▸ **Text excerpt**:
Re: 301/302

Roy T. Fielding:
>
  [Yaron:]
>>My suggestion is, as horrible as this is going to sound, that we change
>>the definition of 301/302 to redirect to GET and make 303/304 be
>>redirect, permanently or temporarily, with the same method. We can't
>>force the whole world to rewrite all their scripts and our users aren't
>>going to accept "Well gee, you know, the script is doing the wrong
>>thing, it should send a 303 not a 301/302."
>
>No.  These issues were recognized and discussed in detail last year
>and the year before that.  They are not subject to change in the current
>draft revision.

Well, they *could* become subject to change based on implementation
experience.  

Put it simply, if Yaron can find a some sites which depend on
redirects after POST requests and break horribly when the POST stays a
POST, then I would be very inclined to support:

 a) declaring 301/302 obsolete, historic, and unsafe, 
 b) allowing browsers to change the 301/302 method into a GET
    if they think they can be more compatible with obsolete software
    by doing so, and 
 c) assigning the semantics originally intended for 301/302 to
    fresh codes.

>The current status hasn't changed in the past two years, so by any
>reasonable definition those scripts (and the browser) have been broken
>for a long, long time.

(Recorded data)
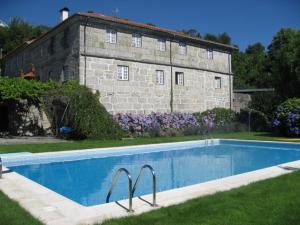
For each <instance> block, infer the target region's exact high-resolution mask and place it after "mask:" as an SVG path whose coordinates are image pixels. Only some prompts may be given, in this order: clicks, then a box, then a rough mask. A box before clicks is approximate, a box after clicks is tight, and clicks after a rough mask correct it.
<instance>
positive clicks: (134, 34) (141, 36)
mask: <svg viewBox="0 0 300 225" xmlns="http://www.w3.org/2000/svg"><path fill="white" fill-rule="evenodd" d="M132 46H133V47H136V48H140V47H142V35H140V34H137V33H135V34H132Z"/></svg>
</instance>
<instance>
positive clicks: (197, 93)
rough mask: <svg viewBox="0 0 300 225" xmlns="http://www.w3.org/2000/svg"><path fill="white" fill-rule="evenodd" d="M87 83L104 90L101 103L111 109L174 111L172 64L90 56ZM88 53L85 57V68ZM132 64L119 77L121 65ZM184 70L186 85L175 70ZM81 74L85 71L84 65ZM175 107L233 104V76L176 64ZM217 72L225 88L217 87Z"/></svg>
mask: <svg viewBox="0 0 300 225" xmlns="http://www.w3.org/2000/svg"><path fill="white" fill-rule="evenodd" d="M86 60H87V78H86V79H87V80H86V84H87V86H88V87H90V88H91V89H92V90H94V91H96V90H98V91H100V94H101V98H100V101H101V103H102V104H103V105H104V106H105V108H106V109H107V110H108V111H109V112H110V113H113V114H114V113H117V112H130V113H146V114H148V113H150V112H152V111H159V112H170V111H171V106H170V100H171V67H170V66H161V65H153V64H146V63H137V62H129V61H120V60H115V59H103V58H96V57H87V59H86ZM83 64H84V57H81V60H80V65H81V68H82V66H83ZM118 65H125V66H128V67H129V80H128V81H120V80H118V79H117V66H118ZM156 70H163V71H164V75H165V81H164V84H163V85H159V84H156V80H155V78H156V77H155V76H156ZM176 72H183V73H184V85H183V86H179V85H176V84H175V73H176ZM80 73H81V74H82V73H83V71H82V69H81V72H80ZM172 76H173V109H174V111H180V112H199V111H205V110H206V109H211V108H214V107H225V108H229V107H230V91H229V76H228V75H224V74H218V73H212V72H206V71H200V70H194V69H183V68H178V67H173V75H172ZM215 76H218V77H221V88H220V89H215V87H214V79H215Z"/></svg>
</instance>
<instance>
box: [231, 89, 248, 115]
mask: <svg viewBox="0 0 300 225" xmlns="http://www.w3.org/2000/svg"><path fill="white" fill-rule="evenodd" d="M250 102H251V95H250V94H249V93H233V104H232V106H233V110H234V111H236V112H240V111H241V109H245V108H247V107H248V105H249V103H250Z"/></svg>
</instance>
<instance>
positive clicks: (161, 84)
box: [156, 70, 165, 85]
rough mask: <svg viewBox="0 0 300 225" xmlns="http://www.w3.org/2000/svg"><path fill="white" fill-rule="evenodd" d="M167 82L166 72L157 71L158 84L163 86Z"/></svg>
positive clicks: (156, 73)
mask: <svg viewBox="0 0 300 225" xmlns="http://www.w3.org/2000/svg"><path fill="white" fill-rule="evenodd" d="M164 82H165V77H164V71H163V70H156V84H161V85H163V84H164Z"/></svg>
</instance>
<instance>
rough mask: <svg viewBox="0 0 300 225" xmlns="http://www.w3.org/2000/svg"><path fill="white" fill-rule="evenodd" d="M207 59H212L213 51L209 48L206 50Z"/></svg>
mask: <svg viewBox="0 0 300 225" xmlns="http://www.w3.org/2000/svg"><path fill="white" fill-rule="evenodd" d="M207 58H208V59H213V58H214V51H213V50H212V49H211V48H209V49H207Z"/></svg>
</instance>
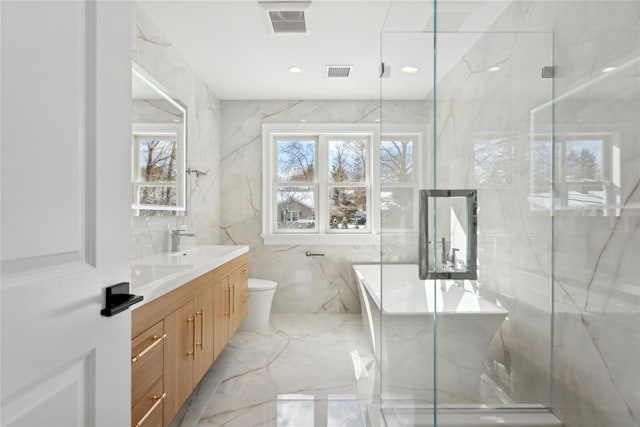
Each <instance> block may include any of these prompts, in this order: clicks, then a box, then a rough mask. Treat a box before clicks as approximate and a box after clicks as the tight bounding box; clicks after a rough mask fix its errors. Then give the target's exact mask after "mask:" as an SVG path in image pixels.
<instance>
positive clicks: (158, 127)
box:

▸ **Aim of the exercise**:
Please continue the mailing-list reply about 301/302 redirects from the point where it stops.

▸ **Output for this task**:
CGI script maintenance is a pain, even if these scripts are provably
broken in some sense.  I see no reason why 1.1 should inflict CGI
maintenance costs which could be avoided by some spec maintenance.

>  The reason that there exists one and only one
>special-case method-changing redirect is because, if that were not the
>case, we would have to duplicate every single redirect code (not just
>301 and 302) just to support that single special case.

I think you mean the above to be a proof that declaring 301 and 302
obsolete leads to an explosion of complexity, but I fail to follow
your line of reasoning.

>This is guaranteed to cause problems with some existing scripts, but
>there comes a point when the cost of not changing is far more than the
>short-term problem of fixing every single CGI script that relies on
>that bug.

I don't think we are anywhere near that point for the 301/302 issue.
If someone can show problems with existing scripts, I think we have
all the reason we need to revise the spec.

>....Roy

Koen.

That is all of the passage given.